***** TEXT BLOCK

/chat-your-data

Chatbot application built using Next.js, React, and OpenAI. This project allows users to communicate with an AI-based chatbot that provides relevant answers to users' queries. The application uses natural language processing (NLP) technology to understand users' queries and provide accurate responses.

Primary LanguageHTML

Chat your Data

Chat your Data is an application built using Next.js, React, and OpenAI. This project allows users to communicate with an AI-based chatbot that provides relevant answers to users' queries. The application uses natural language processing (NLP) technology to understand users' queries and provide accurate responses.

Installation

Before installing Chat your Data, ensure that Node.js is installed on your system. After installing Node.js, follow the steps below to install the application:

  1. Clone the project repository from GitHub.
  2. Navigate to the project directory using a terminal or command prompt.
  3. Run yarn install to install the project dependencies.
  4. Create a .env file in the project root directory and configure the environment variables as required.

First, create a new .env file from .env.example and add your OpenAI API key found here.

**********

[USING THE INFORMATION]
A. List the four actions that the numbered installation steps on the Chat your Data page direct the user to perform.
B. Recast the paragraph of the Chat your Data page beginning "Chat your Data is an application" as a short bulleted list that keeps its main facts.
C. Answer these questions from the Chat your Data page:
(i) What must be installed on the system before installing Chat your Data?
(ii) What command installs the project dependencies?
(iii) From which file should the new .env file be created?

***** EXTRACTED DATA

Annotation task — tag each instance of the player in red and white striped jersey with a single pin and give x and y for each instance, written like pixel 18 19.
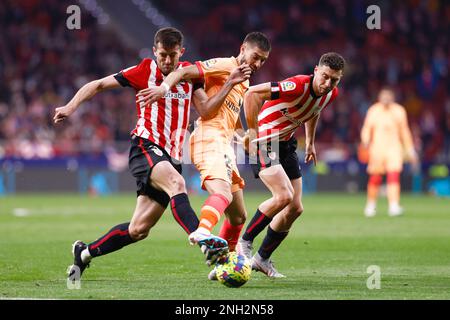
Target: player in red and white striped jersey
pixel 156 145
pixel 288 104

**********
***** EXTRACTED DATA

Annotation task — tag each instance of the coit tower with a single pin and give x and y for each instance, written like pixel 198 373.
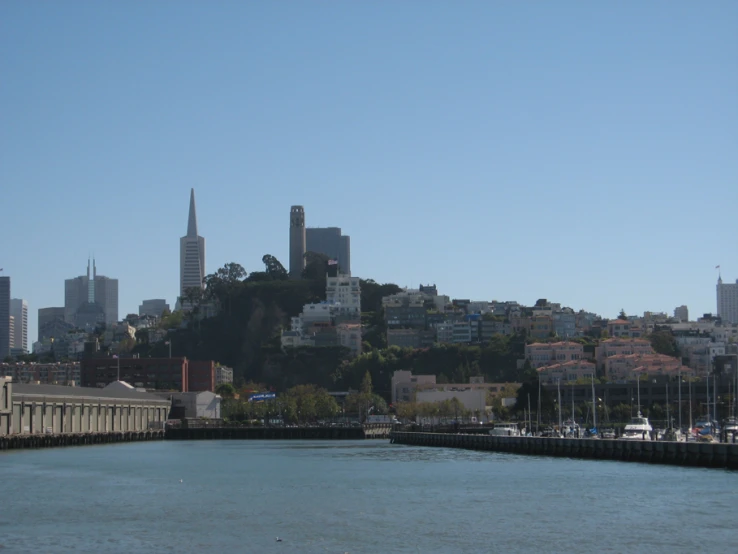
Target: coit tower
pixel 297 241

**********
***** EXTRACTED DATA

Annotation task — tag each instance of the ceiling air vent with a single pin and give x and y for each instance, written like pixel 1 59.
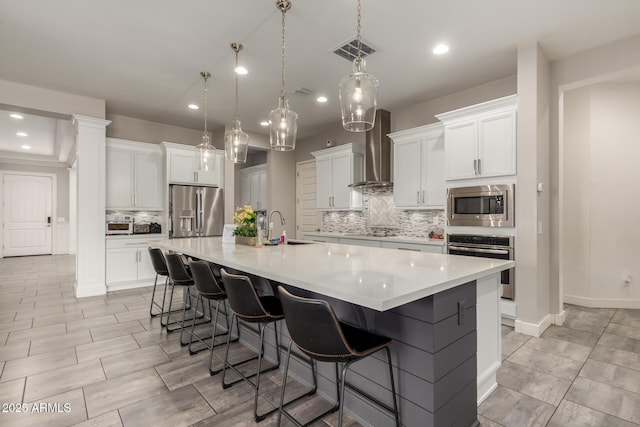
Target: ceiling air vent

**********

[ANSWER SECTION]
A.
1. Clone the project repository from GitHub.
2. Navigate to the project directory using a terminal or command prompt.
3. Run yarn install to install the project dependencies.
4. Create a .env file in the project root directory and configure the environment variables as required.

B.
- Built with Next.js, React, and OpenAI
- Lets users communicate with an AI-based chatbot that gives relevant answers to their queries
- Uses natural language processing (NLP) to understand queries and provide accurate responses

C.
(i) Node.js
(ii) yarn install
(iii) .env.example